**What is required:**
Reproduce the data word for word, from the line containing "the bird in" through the last line of the data, including both of those lines.

──────── Provided information ────────

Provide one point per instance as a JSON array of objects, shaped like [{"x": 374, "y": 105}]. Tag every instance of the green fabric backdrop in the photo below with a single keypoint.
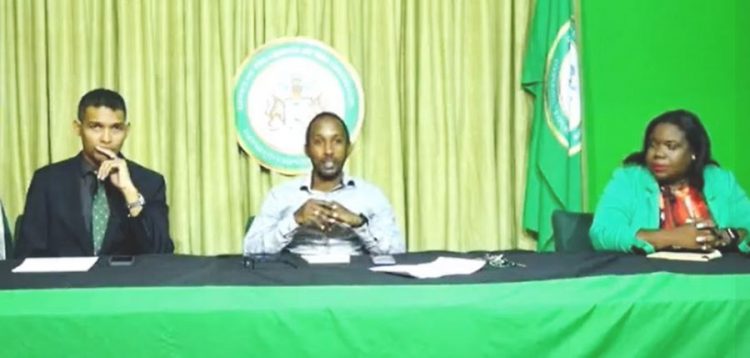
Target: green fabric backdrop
[{"x": 446, "y": 122}]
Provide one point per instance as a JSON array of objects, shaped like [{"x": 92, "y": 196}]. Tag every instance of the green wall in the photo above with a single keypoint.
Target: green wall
[{"x": 643, "y": 57}]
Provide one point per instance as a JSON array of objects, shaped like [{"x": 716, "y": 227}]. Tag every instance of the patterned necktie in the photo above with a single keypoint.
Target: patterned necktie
[{"x": 99, "y": 216}]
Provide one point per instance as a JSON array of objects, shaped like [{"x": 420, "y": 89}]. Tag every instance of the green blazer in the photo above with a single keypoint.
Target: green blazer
[{"x": 631, "y": 202}]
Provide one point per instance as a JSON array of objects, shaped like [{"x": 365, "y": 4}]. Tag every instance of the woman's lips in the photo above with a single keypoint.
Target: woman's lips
[{"x": 658, "y": 168}]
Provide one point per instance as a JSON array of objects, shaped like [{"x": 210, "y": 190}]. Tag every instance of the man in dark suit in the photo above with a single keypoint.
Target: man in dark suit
[{"x": 98, "y": 202}]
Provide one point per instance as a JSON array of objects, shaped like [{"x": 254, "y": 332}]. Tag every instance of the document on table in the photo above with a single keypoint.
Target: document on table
[
  {"x": 686, "y": 256},
  {"x": 327, "y": 259},
  {"x": 56, "y": 264},
  {"x": 442, "y": 266}
]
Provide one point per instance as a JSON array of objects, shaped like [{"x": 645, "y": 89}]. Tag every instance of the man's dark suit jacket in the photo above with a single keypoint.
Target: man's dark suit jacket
[{"x": 53, "y": 222}]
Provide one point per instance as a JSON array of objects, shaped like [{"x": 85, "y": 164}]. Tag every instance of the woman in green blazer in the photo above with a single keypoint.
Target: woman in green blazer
[{"x": 672, "y": 195}]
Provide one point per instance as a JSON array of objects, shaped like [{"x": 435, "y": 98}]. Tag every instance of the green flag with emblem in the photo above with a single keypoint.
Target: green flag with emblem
[{"x": 550, "y": 75}]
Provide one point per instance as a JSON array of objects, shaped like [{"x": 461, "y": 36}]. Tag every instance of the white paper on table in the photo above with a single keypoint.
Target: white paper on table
[
  {"x": 56, "y": 264},
  {"x": 327, "y": 258},
  {"x": 442, "y": 266},
  {"x": 685, "y": 256}
]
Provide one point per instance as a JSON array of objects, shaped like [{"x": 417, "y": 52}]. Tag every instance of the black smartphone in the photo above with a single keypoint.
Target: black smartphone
[{"x": 121, "y": 260}]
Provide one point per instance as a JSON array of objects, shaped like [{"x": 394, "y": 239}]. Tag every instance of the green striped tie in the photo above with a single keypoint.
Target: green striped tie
[{"x": 99, "y": 216}]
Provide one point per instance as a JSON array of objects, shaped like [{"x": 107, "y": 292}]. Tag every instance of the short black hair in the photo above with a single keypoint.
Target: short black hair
[
  {"x": 696, "y": 136},
  {"x": 322, "y": 115},
  {"x": 101, "y": 97}
]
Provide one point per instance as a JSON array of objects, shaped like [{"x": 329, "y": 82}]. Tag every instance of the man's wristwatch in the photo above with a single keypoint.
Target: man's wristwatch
[
  {"x": 138, "y": 203},
  {"x": 363, "y": 222}
]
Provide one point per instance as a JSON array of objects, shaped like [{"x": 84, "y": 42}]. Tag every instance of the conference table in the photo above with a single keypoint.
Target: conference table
[{"x": 560, "y": 304}]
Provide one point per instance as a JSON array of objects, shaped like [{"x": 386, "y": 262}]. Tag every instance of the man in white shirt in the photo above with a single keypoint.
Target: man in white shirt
[{"x": 327, "y": 212}]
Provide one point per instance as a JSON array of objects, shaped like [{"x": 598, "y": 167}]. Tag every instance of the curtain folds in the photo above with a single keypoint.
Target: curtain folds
[{"x": 446, "y": 122}]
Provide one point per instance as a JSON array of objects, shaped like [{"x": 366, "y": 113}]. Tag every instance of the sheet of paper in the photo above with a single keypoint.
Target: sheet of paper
[
  {"x": 442, "y": 266},
  {"x": 327, "y": 259},
  {"x": 56, "y": 264},
  {"x": 685, "y": 256}
]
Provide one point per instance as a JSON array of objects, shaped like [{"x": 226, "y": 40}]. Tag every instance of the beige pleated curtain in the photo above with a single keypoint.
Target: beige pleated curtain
[{"x": 446, "y": 123}]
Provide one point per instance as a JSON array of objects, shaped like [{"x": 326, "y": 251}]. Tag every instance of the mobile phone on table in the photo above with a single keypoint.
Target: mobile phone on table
[
  {"x": 121, "y": 260},
  {"x": 383, "y": 260}
]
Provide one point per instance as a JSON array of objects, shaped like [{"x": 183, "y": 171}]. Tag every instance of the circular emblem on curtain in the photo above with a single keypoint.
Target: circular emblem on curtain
[
  {"x": 278, "y": 90},
  {"x": 562, "y": 102}
]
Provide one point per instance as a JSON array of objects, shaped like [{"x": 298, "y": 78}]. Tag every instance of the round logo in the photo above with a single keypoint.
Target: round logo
[
  {"x": 280, "y": 88},
  {"x": 562, "y": 104}
]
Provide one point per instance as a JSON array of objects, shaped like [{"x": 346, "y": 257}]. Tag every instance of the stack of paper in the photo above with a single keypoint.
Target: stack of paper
[
  {"x": 442, "y": 266},
  {"x": 686, "y": 256},
  {"x": 327, "y": 259}
]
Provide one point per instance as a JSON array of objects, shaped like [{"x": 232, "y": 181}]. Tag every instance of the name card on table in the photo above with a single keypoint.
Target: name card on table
[{"x": 56, "y": 264}]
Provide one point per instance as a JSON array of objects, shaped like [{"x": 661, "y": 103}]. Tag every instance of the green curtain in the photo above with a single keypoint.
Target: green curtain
[{"x": 446, "y": 122}]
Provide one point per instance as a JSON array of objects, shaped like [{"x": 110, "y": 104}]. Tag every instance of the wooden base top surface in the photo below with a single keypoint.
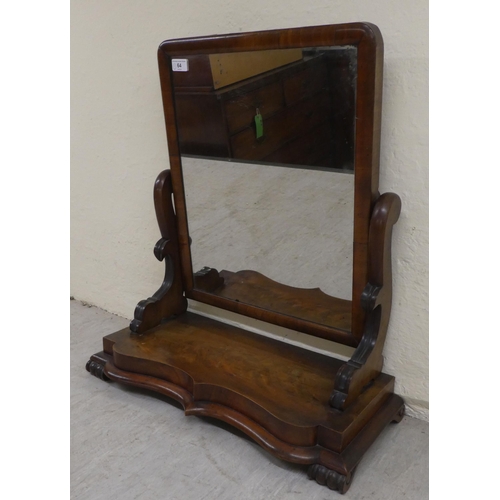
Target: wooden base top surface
[{"x": 273, "y": 382}]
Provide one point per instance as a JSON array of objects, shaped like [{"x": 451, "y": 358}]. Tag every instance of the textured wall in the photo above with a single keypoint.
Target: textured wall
[{"x": 119, "y": 146}]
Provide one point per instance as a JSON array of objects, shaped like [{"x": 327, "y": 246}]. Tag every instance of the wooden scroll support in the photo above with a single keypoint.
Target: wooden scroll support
[
  {"x": 169, "y": 299},
  {"x": 367, "y": 361}
]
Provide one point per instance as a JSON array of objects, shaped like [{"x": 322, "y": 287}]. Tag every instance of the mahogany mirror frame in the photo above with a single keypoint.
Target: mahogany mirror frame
[{"x": 367, "y": 39}]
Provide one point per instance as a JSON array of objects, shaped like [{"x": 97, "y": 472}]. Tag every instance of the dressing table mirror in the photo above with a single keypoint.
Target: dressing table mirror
[{"x": 270, "y": 209}]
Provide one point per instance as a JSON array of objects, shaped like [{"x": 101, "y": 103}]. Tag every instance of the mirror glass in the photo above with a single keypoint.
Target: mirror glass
[{"x": 267, "y": 146}]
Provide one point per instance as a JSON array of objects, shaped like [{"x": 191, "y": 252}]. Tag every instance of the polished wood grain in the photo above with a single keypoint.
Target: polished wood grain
[
  {"x": 168, "y": 299},
  {"x": 251, "y": 287},
  {"x": 275, "y": 393},
  {"x": 367, "y": 361},
  {"x": 299, "y": 405}
]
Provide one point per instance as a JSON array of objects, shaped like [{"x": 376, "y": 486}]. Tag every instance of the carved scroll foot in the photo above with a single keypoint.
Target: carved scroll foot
[
  {"x": 330, "y": 478},
  {"x": 96, "y": 369},
  {"x": 399, "y": 415}
]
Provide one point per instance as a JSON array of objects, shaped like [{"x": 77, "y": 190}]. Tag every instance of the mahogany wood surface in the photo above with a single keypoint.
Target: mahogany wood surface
[
  {"x": 251, "y": 287},
  {"x": 300, "y": 405},
  {"x": 218, "y": 370},
  {"x": 169, "y": 298}
]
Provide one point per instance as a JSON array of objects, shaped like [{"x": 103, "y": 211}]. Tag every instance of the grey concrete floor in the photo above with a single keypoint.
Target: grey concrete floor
[{"x": 129, "y": 444}]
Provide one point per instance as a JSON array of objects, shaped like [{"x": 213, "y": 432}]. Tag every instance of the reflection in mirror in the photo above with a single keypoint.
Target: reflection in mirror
[
  {"x": 291, "y": 226},
  {"x": 288, "y": 106}
]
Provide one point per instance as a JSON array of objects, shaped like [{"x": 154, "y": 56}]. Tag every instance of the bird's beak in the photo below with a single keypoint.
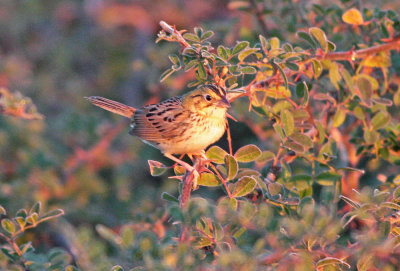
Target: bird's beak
[{"x": 224, "y": 103}]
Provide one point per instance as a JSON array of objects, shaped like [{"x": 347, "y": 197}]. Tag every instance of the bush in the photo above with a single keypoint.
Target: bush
[{"x": 316, "y": 186}]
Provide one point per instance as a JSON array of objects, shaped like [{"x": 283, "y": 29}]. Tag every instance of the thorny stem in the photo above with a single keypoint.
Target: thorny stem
[
  {"x": 222, "y": 180},
  {"x": 260, "y": 17}
]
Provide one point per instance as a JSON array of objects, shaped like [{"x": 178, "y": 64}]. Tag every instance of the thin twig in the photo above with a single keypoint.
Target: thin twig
[{"x": 260, "y": 17}]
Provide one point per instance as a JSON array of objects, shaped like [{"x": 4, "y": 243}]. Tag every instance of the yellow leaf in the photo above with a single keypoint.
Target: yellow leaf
[
  {"x": 353, "y": 16},
  {"x": 381, "y": 60}
]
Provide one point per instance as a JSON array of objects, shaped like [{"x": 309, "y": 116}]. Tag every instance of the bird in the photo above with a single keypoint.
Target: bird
[{"x": 180, "y": 125}]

────────

**Output for this exercise:**
Provide one point per instance as a JSON array of objects, shaped like [{"x": 309, "y": 116}]. Tag every instance of the bird in the photo above with a single keypoint.
Target: bird
[{"x": 180, "y": 125}]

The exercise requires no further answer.